简短任务 A
把关于宜兴紫砂的原文从“2001年暮春,我应邀到苏州”一直到“流社会对饮茶器皿也渐趋讲究。”重写一遍,其中的“同里”一律换成“周庄”。
简短任务 B
根据关于宜兴紫砂的原文,作者为什么在2001年暮春去了宜兴?请用一到三句话说明。

原文段落
近些年,我因在军艺供职,鲜有外出采风的机会。偶尔抽暇出走几日,也多是来去匆匆。但不管是在南疆宁静的小镇,还是于北国喧闹的城市,只要走到街面,我总能见到出售宜兴紫砂壶的店铺与地摊。它们或挂有“百年壶珍”的招牌,或贴着“某某大师亲制”的标签,但过往行人却对其漠然视之。“百年”及“大师”的陶皿,即使砍价至10块钱,顾客也不屑解囊。

前些年,我在涉猎龙山黑陶文化时,旁及吴越陶史,得知宜兴紫砂乃中国陶艺中的“贵族”。昔日这高堂雅舍中的“贵胄”何以沦为今日的“街头乞丐”,我虽从与书画界朋友们的交谈中略知一二,但对个中缘由,却未作深究。

2001年暮春,我应邀到苏州同里镇参加为期两天的散文笔会,因紫砂的故乡距同里不远,便借机去了趟宜兴。

宜兴古谓荆邑,秦时易名阳羡;宋代改称宜兴。它东濒碧波万顷的太湖,南部、西部多山。这一带水沛雨丰,山温地暖,随处可见茶岭叠翠,幽泉溅珠,竹篁成荫,鱼米丝麻,莲藕菱芡,称得上是典型的江南仙乡。难怪苏东坡晚岁曾买田在阳羡归隐,且在膳萨蛮》词中吟道:“买田阳羡吾将老,从初只为溪山好。”

宜兴紫砂,是中国茶文化与陶文化相糅相融的产物。特别到了宋代,茶事与陶艺简直成了一双如影随形的“连体婴儿”。

中国是世界上最早发现和利用茶的国度。神农《本草经》载:“神农尝百草,一日遇七十二毒,得茶而解。”但茶作为一种饮料,始自东汉末年。至南北朝时,品茶啜茗还仅是上流社会的一种风雅,且局限于南方。而掌管北朝的游牧民族的士大夫们,对茶仍多有鄙视,将茶视为“奶酪的奴仆”。《洛阳伽蓝记》中云:“朝贵宴会,虽设茗饮,皆不复食。”北朝名士任瞻初抵石头城(今南京)赴宴时,见席中有茶,闻之清香扑鼻,便一饮而尽,并征问此乃茶乎茗乎。茶、茗本系一物,南朝墨客见北朝名士这等寡见少闻,竟忘却礼节,举座笑而喷饭。唐朝以降,茶才进入柴门蓬户,普及民间。当时不论京都大邑,还是路边驿站,皆设茶铺,过往行客,“不问道俗,投钱取饮”。这时,上流社会对饮茶器皿也渐趋讲究。

带标签对象的指向条目

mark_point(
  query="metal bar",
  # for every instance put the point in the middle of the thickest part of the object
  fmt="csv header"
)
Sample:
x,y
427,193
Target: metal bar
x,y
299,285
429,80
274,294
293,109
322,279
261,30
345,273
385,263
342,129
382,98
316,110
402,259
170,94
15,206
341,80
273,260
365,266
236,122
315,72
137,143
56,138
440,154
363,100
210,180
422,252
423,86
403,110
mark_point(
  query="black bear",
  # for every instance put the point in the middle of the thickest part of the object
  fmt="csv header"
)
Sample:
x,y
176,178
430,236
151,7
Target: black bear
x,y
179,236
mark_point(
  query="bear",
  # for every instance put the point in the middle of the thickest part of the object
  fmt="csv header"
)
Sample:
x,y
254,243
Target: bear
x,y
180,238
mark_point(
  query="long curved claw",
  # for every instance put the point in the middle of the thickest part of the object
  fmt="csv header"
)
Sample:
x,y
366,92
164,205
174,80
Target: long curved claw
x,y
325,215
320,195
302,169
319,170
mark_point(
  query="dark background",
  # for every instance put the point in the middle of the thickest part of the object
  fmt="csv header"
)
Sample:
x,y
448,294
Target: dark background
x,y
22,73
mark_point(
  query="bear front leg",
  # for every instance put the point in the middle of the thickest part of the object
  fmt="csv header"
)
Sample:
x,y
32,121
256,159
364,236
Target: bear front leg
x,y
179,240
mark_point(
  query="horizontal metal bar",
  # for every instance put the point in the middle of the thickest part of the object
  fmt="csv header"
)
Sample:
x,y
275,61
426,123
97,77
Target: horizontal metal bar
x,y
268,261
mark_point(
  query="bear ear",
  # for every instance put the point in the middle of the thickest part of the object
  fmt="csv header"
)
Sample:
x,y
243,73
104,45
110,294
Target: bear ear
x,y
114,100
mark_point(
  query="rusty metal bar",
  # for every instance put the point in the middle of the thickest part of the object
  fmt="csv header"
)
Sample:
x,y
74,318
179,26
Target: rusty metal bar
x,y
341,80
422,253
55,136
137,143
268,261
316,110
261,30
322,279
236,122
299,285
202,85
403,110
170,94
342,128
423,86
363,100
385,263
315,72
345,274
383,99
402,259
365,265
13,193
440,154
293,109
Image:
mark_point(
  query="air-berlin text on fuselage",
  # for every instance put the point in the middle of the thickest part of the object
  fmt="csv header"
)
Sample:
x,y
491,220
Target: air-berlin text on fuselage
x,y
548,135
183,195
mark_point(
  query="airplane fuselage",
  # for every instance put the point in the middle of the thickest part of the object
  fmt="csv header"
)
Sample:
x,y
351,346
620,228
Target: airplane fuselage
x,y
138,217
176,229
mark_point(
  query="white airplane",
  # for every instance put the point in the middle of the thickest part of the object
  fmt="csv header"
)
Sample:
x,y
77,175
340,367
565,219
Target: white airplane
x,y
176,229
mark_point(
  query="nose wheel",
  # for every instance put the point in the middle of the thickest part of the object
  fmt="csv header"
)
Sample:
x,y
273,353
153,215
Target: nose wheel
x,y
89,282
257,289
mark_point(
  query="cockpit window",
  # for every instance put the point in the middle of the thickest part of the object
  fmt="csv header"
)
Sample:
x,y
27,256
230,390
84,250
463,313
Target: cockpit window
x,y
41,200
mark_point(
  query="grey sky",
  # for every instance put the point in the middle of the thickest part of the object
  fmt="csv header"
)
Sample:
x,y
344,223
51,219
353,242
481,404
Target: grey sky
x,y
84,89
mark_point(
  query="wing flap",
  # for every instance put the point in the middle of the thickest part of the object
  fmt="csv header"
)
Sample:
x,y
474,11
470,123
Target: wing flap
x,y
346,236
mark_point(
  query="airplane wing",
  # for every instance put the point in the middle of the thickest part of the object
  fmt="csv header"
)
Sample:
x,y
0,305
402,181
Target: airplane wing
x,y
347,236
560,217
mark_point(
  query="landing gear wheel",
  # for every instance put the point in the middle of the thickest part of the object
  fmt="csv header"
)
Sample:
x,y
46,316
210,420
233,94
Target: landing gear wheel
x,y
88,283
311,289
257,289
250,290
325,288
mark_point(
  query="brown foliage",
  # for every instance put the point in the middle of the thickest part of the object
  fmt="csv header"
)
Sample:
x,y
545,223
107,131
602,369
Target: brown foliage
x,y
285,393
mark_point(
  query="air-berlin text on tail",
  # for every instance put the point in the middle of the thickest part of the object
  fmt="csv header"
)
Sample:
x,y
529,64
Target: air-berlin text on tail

最终答案 A
2001年暮春,我应邀到苏州周庄镇参加为期两天的散文笔会,因紫砂的故乡距周庄不远,便借机去了趟宜兴。

宜兴古谓荆邑,秦时易名阳羡;宋代改称宜兴。它东濒碧波万顷的太湖,南部、西部多山。这一带水沛雨丰,山温地暖,随处可见茶岭叠翠,幽泉溅珠,竹篁成荫,鱼米丝麻,莲藕菱芡,称得上是典型的江南仙乡。难怪苏东坡晚岁曾买田在阳羡归隐,且在膳萨蛮》词中吟道:“买田阳羡吾将老,从初只为溪山好。”

宜兴紫砂,是中国茶文化与陶文化相糅相融的产物。特别到了宋代,茶事与陶艺简直成了一双如影随形的“连体婴儿”。

中国是世界上最早发现和利用茶的国度。神农《本草经》载:“神农尝百草,一日遇七十二毒,得茶而解。”但茶作为一种饮料,始自东汉末年。至南北朝时,品茶啜茗还仅是上流社会的一种风雅,且局限于南方。而掌管北朝的游牧民族的士大夫们,对茶仍多有鄙视,将茶视为“奶酪的奴仆”。《洛阳伽蓝记》中云:“朝贵宴会,虽设茗饮,皆不复食。”北朝名士任瞻初抵石头城(今南京)赴宴时,见席中有茶,闻之清香扑鼻,便一饮而尽,并征问此乃茶乎茗乎。茶、茗本系一物,南朝墨客见北朝名士这等寡见少闻,竟忘却礼节,举座笑而喷饭。唐朝以降,茶才进入柴门蓬户,普及民间。当时不论京都大邑,还是路边驿站,皆设茶铺,过往行客,“不问道俗,投钱取饮”。这时,上流社会对饮茶器皿也渐趋讲究。

最终答案 B
作者当时应邀到苏州同里镇参加为期两天的散文笔会。因为紫砂的故乡离同里不远,作者就借这个机会去了一趟宜兴。